— start of GIVEN ENTRIES —

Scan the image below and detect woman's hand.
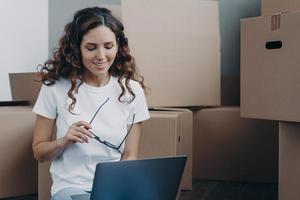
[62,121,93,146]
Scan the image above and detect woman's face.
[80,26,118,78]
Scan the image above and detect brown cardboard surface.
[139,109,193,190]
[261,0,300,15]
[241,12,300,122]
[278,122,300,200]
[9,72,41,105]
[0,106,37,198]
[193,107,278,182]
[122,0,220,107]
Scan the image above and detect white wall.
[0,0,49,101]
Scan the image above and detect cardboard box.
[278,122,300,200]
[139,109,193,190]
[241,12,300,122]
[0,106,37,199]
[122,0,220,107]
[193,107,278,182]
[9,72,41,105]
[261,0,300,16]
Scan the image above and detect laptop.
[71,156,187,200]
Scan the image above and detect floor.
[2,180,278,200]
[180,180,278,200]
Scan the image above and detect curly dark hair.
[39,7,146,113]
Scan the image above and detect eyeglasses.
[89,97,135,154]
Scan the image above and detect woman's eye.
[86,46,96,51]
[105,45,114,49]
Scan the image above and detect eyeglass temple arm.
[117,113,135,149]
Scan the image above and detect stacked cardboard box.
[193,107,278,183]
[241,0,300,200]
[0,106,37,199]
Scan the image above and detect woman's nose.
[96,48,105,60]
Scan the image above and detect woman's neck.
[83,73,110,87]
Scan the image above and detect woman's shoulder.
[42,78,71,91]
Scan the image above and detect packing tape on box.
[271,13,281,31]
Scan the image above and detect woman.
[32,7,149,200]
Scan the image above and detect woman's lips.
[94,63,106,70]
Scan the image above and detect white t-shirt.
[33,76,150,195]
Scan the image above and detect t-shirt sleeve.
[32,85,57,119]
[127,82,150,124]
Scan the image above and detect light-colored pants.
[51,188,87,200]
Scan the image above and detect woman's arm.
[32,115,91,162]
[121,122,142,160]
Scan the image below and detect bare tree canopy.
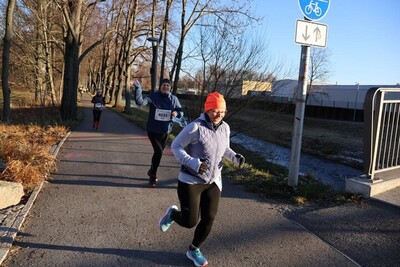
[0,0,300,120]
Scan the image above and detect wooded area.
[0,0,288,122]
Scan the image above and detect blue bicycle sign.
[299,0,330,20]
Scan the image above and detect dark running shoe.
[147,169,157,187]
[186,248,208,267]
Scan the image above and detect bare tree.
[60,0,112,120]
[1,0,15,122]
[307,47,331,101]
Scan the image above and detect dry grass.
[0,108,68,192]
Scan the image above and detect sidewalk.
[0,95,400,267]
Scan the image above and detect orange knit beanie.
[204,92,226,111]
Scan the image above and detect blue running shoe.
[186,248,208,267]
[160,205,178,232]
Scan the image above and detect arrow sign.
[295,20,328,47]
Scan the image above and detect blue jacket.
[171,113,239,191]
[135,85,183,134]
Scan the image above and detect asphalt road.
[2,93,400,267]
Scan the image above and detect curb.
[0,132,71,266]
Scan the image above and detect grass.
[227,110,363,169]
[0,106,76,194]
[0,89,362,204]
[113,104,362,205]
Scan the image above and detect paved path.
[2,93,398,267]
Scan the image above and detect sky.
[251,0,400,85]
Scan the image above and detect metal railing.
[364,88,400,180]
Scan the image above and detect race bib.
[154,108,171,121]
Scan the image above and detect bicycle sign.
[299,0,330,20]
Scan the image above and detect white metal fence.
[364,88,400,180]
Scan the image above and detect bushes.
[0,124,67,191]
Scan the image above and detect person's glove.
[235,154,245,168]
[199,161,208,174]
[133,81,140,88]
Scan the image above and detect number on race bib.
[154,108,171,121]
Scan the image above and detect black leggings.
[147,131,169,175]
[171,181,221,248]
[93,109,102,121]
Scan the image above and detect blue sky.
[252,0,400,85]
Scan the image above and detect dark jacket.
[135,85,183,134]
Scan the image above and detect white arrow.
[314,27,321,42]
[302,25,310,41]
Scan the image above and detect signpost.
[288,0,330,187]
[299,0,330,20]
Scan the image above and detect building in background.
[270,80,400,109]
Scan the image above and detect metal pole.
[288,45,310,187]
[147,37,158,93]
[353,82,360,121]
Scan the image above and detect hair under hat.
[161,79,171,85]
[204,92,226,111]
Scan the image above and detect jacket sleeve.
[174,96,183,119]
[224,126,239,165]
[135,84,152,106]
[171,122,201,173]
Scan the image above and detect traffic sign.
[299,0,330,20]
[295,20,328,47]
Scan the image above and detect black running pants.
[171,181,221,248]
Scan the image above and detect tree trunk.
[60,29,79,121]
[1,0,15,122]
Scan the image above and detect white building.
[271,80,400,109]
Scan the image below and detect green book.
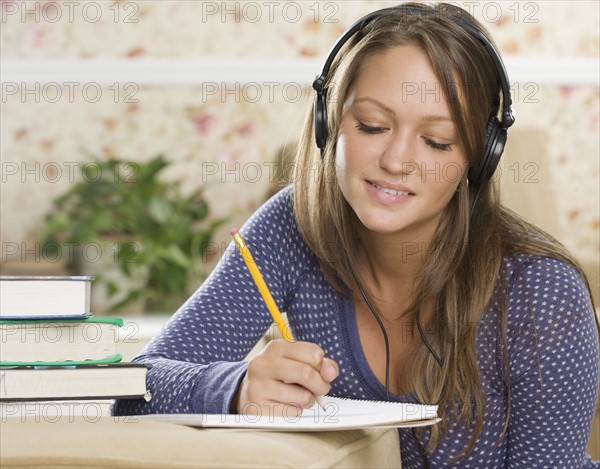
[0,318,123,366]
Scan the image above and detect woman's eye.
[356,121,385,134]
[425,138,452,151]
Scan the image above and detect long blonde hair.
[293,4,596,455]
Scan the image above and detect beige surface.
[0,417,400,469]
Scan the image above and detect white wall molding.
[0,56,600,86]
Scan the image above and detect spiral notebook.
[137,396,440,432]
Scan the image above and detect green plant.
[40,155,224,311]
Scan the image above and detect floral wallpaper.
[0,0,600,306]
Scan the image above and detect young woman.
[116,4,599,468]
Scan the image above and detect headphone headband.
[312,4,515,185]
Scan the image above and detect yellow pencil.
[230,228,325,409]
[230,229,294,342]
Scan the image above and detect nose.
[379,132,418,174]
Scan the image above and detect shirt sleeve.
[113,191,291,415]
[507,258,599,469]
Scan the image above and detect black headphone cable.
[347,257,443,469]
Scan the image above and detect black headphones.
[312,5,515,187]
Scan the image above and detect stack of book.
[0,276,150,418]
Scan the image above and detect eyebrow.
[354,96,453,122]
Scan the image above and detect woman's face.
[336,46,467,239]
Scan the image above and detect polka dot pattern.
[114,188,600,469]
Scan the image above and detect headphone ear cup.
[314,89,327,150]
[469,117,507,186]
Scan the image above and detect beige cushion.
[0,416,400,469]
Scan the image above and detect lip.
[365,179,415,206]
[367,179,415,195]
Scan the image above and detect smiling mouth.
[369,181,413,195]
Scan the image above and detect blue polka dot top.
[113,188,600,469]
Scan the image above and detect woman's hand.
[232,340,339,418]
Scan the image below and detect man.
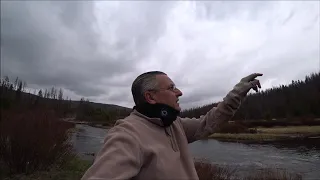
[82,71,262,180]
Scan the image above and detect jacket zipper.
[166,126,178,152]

— end of GIVEN ENTRIES —

▶ PROBLEM TO WORK ON
Could you rewrite the items starting at the line that contains "Scan the image above and detect white wall molding." and ending after the line that contains "[336,46,467,239]", with "spiral notebook" changed to "lined notebook" and everything else left the same?

▶ ANSWER FOR THIS EXERCISE
Scan the image above and detect white wall molding.
[0,56,600,86]
Scan the image above and detect lined notebook.
[137,396,440,432]
Scan the image above and detect green plant.
[40,155,224,311]
Scan the image above and detect floral wallpaper.
[0,0,600,306]
Scan the image above and detect young woman.
[116,4,599,468]
Scan the image above and detect headphone headband.
[312,4,515,185]
Scan the image above and detect yellow pencil.
[230,228,325,409]
[230,229,294,342]
Scan the image above and detect nose.
[379,132,418,174]
Scan the image above and detect shirt sleeve.
[113,191,291,415]
[507,258,599,469]
Scan the image above and detect black headphone cable.
[347,257,443,469]
Scan the image above and detect black headphones.
[312,5,515,187]
Scan the image above and detect stack of book.
[0,276,150,418]
Scan the image above and detect eyebrow.
[354,96,453,122]
Scan the image above and detect woman's face.
[336,46,467,239]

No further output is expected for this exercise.